> _Exercise requirements_
Each of the lines below must be written out exactly as shown.

[Dataset excerpts]
------------------------------------------------------------
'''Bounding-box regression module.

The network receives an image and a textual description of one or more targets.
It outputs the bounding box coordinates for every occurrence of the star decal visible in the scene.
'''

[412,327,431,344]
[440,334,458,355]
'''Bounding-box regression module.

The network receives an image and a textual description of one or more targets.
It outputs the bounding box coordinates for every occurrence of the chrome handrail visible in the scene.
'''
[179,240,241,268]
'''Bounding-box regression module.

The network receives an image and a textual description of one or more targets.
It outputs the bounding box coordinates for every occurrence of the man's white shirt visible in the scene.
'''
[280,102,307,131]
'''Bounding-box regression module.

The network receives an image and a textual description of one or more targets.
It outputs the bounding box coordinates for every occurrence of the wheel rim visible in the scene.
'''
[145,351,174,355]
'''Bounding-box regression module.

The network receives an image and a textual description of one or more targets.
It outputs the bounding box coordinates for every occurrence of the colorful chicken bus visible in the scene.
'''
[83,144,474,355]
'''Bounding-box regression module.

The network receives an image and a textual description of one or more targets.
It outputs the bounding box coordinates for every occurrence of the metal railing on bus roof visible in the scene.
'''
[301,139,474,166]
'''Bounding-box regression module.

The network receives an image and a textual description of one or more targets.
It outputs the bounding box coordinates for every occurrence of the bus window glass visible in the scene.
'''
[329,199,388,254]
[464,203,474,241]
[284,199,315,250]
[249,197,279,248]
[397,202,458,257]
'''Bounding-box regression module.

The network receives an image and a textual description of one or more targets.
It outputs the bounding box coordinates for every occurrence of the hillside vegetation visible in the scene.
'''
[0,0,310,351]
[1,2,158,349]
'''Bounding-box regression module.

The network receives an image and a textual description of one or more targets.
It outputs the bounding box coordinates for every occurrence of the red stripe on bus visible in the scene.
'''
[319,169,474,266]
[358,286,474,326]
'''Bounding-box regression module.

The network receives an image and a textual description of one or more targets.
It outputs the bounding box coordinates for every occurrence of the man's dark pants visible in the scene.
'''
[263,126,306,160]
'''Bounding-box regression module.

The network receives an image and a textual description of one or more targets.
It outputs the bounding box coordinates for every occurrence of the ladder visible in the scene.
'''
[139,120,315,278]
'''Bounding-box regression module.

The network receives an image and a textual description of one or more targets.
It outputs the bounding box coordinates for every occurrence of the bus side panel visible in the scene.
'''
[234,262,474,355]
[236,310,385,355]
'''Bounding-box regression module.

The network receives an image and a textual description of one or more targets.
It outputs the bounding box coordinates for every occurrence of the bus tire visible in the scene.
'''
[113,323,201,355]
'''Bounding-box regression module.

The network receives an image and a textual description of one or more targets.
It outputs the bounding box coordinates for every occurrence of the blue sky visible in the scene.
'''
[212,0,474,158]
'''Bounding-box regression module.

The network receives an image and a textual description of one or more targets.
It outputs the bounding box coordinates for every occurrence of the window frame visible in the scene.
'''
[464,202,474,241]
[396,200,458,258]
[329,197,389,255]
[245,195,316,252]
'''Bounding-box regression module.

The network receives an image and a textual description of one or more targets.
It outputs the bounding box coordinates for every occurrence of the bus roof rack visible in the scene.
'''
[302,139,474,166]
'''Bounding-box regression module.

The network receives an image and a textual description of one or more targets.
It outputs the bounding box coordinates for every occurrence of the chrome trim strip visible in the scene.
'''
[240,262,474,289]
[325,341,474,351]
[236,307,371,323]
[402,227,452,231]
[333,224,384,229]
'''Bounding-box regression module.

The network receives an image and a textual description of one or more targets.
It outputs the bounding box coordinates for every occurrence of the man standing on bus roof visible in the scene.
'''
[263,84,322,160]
------------------------------------------------------------
> _Output of the task_
'''Bounding-box regression module.

The network receives an image and a textual description of one or more targets.
It outputs the bounding box coordinates for every occurrence of the star decal visible in the scene.
'''

[412,327,431,344]
[440,334,458,355]
'''Bounding-box regression module.

The network receives an image and a textual description of one or more targets.
It outputs the bounding box coordinates for every occurrence of the chrome handrail visible in the scene.
'''
[179,240,241,268]
'''Bounding-box regression module.

The network receives an image and a textual description of one or more targets.
It outputs the bounding box coordinates for every occurrence of the man's white shirt visible in the scene.
'''
[280,102,307,131]
'''Bounding-box regression module.

The network receives an image and a textual description of one or more targets.
It outputs the bounding box coordinates for every occurrence of the wheel rim visible in the scene.
'''
[145,351,174,355]
'''Bounding-box regression module.

The network receives an image and a textual description of one or more targets.
It outputs the bounding box coordinates for every occurrence of the colorful chicken bus visible in the scene.
'''
[83,144,474,355]
'''Bounding-box regression module.

The network receives an image and a textual description of one or more targets.
It outputs the bounding box coordinates for every occurrence of the metal railing on bus roof visible in the scene.
'''
[301,139,474,166]
'''Bounding-box regression module.

The network receives an image and a textual description of one or more targets.
It outputs the bounding box coordinates for every occurrence of the bus window glass visible in the scene.
'''
[329,199,388,254]
[464,203,474,241]
[284,199,315,250]
[249,197,279,248]
[397,202,458,257]
'''Bounding-box regression module.

The network receives an image and a textual description of one or more targets.
It outputs the bounding box coordinates for every occurrence of the hillside vegetation visible in the scene.
'''
[0,0,310,351]
[1,2,158,349]
'''Bounding-box regression module.

The network receives an image and a textual description of one or more targets.
It outputs the bounding box coordinates for every occurrence of the red stripe on bus visible in the scene.
'''
[319,169,474,266]
[358,286,474,326]
'''Bounding-box regression module.

The network receives an image and a textual description of one or more targets.
It outputs the bounding box coordinates for every occurrence of the man's dark pants visible in the scene.
'''
[263,126,306,160]
'''Bounding-box regression module.

The network receives an image and a textual description of one or more targets.
It outputs the bounding box coordinates for every occurrence of the ladder visible in the scene.
'''
[139,120,315,278]
'''Bounding-box regression module.

The network receives an image and a textual description of one or more targets.
It outputs the bounding box coordinates for every occurrence of the bus side panel visible in the scene.
'''
[234,262,474,355]
[236,310,385,355]
'''Bounding-box regression module.

The network receives an image and a textual description of one or more targets.
It outputs the bounding box coordinates for every occurrence of the bus tire visible in the scene.
'''
[113,323,201,355]
'''Bounding-box regression module.

The network receives an image and a textual description of one or more targets.
It outputs the bounding box coordinates for every occurrence of the blue sky visible in the scene.
'''
[212,0,474,158]
'''Bounding-box regression module.

The network receives an image and a textual description of one or more targets.
It outputs the bounding box coordinates for every occurrence of the window frame visible in the scene.
'''
[464,202,474,241]
[396,200,458,258]
[329,197,389,255]
[245,195,316,252]
'''Bounding-box regression module.

The network receives an image and a textual description of one or more targets.
It outputs the bounding box coordinates for every occurrence of the bus roof rack visible in the scene.
'''
[302,139,474,166]
'''Bounding-box regression module.

The network receives an image and a textual description of one or more targets.
It outputs the bounding box coordinates for every occurrence of the chrome trim strip visible in the scene.
'''
[240,262,474,289]
[325,341,474,351]
[236,307,371,323]
[402,227,452,231]
[333,224,384,229]
'''Bounding-box regression module.

The network receives an image and a textual description of one or more targets.
It outputs the bounding box coordinates for every occurrence of the man standing on bus roof visible in the scene.
'''
[263,84,322,160]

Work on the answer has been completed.